→ **Given exercise 1**
In the Agda pattern-matching thread, what does _⊔_ mean in the Agda standard library?

→ **Selected extract**
::::::
How to fix incomplete pattern matching in agda

Question

Here's the code from a custom agda library. In the following code, 𝕍 stands for vector and ℕ for Natural numbers. The take𝕍 type is similar to that of Haskell. Example: "take 3 [1,2,3,4,5,6,7,8]" results in [1,2,3].

take𝕍 : ∀{A : Set}{n : ℕ} → (m : ℕ) → 𝕍 A n → 𝕍 A m
take𝕍 0 xs = []
take𝕍 (suc m) (x :: xs) = x :: take𝕍 m xs

I keep getting the error:

Incomplete pattern matching for take𝕍. Missing cases:
take𝕍 (suc m) [] when checking the definition of take𝕍

I dont understand, what possible proof I might be missing out.

Answer 1

The type signature of take𝕍 says that for any completely unconstrained m you can return a Vec of length m having a Vec of length n. This is not true of course as m must be less or equal to n, because you want to return a prefix of a Vec. And since a number of elements to take and the length of a Vec are unrelated to each other, Agda gives you that error about incomplete pattern matching.

In Agda standard library the restriction that m is less or equal to the length of an input Vec is expressed as follows:

take : ∀ {a} {A : Set a} m {n} → Vec A (m + n) → Vec A m

You can also define something like

take : ∀ {a} {A : Set a} {m n} → m ≤ n → Vec A n → Vec A m

Or even

take : ∀ {a} {A : Set a} m {n} → Vec A n → Vec A (m ⊔ n)

to model the behavior of Data.List.take (where _⊔_ means min in Agda stdlib).
::::::
Labeled-object pointing entries:
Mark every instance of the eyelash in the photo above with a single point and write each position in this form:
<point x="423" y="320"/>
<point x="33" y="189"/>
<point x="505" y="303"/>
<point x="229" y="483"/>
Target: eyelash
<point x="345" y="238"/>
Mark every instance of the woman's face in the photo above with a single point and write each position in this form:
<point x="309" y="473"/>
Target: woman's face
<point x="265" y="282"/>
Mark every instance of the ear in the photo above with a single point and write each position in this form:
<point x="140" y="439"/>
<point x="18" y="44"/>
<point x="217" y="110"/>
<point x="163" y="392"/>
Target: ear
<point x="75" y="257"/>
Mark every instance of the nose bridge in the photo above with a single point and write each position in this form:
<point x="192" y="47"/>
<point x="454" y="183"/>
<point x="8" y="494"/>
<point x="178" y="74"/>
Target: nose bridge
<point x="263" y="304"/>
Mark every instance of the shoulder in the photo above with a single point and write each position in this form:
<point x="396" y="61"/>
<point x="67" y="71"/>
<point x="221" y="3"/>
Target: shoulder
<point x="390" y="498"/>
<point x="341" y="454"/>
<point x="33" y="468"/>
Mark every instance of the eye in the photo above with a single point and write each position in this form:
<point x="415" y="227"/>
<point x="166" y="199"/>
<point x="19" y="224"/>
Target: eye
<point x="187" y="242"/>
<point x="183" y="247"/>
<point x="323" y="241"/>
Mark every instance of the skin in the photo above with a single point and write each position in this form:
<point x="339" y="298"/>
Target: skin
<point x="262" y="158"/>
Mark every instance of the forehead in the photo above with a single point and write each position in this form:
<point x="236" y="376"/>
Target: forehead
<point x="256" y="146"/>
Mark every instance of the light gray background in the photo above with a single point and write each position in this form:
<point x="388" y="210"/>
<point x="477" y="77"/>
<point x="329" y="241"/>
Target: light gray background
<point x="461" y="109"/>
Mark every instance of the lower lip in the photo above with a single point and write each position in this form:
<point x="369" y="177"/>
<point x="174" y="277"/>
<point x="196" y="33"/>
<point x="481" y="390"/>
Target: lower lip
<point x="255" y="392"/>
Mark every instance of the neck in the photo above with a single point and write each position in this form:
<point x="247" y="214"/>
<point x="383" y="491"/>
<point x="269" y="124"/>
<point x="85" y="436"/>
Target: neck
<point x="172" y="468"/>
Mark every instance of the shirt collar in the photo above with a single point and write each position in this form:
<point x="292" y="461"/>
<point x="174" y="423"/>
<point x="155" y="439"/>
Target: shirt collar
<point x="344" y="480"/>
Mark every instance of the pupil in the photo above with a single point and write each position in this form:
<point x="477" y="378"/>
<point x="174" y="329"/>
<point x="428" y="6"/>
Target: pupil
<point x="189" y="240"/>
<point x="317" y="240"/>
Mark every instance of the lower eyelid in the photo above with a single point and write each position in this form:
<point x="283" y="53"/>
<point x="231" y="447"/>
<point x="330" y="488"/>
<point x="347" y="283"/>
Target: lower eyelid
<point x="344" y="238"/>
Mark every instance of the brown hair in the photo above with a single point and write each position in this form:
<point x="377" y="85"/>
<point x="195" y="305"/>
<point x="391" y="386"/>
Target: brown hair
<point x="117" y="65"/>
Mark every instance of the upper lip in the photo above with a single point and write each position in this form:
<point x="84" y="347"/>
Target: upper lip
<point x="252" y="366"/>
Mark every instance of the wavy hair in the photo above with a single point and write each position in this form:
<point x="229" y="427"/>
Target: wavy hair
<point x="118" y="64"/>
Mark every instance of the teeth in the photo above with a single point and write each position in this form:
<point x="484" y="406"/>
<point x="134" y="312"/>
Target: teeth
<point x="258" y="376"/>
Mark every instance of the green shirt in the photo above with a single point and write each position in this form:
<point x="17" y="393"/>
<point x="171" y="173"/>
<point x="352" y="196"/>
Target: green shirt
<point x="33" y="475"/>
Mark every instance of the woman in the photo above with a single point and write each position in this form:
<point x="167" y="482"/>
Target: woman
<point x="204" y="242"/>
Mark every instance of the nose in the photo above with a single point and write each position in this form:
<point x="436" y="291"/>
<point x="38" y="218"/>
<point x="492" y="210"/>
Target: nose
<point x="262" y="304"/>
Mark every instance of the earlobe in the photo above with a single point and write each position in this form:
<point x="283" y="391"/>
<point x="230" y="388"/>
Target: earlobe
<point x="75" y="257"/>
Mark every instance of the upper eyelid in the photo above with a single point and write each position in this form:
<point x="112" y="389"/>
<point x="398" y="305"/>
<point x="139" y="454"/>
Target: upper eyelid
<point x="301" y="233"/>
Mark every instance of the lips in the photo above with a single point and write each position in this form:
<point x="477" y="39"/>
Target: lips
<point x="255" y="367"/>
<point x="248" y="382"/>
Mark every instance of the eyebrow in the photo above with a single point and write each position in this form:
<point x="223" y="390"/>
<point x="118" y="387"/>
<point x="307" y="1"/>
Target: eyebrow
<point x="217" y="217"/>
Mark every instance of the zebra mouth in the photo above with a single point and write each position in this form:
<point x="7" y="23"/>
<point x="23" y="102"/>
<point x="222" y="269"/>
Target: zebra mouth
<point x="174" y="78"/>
::::::
→ **Given exercise 2**
Format the lines of the records as a JSON list of strings, one string per line, with blank lines left out. Begin at the line that has "Mark every instance of the earlobe" and stop after the last line of the records.

→ **Reply 1**
It means min.

→ **Reply 2**
[
  "Mark every instance of the earlobe in the photo above with a single point and write each position in this form:",
  "<point x=\"283\" y=\"391\"/>",
  "<point x=\"230\" y=\"388\"/>",
  "Target: earlobe",
  "<point x=\"75\" y=\"257\"/>",
  "Mark every instance of the upper eyelid in the photo above with a single point and write each position in this form:",
  "<point x=\"112\" y=\"389\"/>",
  "<point x=\"398\" y=\"305\"/>",
  "<point x=\"139\" y=\"454\"/>",
  "Target: upper eyelid",
  "<point x=\"301\" y=\"233\"/>",
  "Mark every instance of the lips in the photo above with a single point and write each position in this form:",
  "<point x=\"477\" y=\"39\"/>",
  "Target: lips",
  "<point x=\"255\" y=\"367\"/>",
  "<point x=\"248\" y=\"382\"/>",
  "Mark every instance of the eyebrow in the photo above with a single point and write each position in this form:",
  "<point x=\"223\" y=\"390\"/>",
  "<point x=\"118\" y=\"387\"/>",
  "<point x=\"307\" y=\"1\"/>",
  "Target: eyebrow",
  "<point x=\"217\" y=\"217\"/>",
  "Mark every instance of the zebra mouth in the photo above with a single point and write each position in this form:",
  "<point x=\"7\" y=\"23\"/>",
  "<point x=\"23\" y=\"102\"/>",
  "<point x=\"222\" y=\"269\"/>",
  "Target: zebra mouth",
  "<point x=\"174\" y=\"78\"/>"
]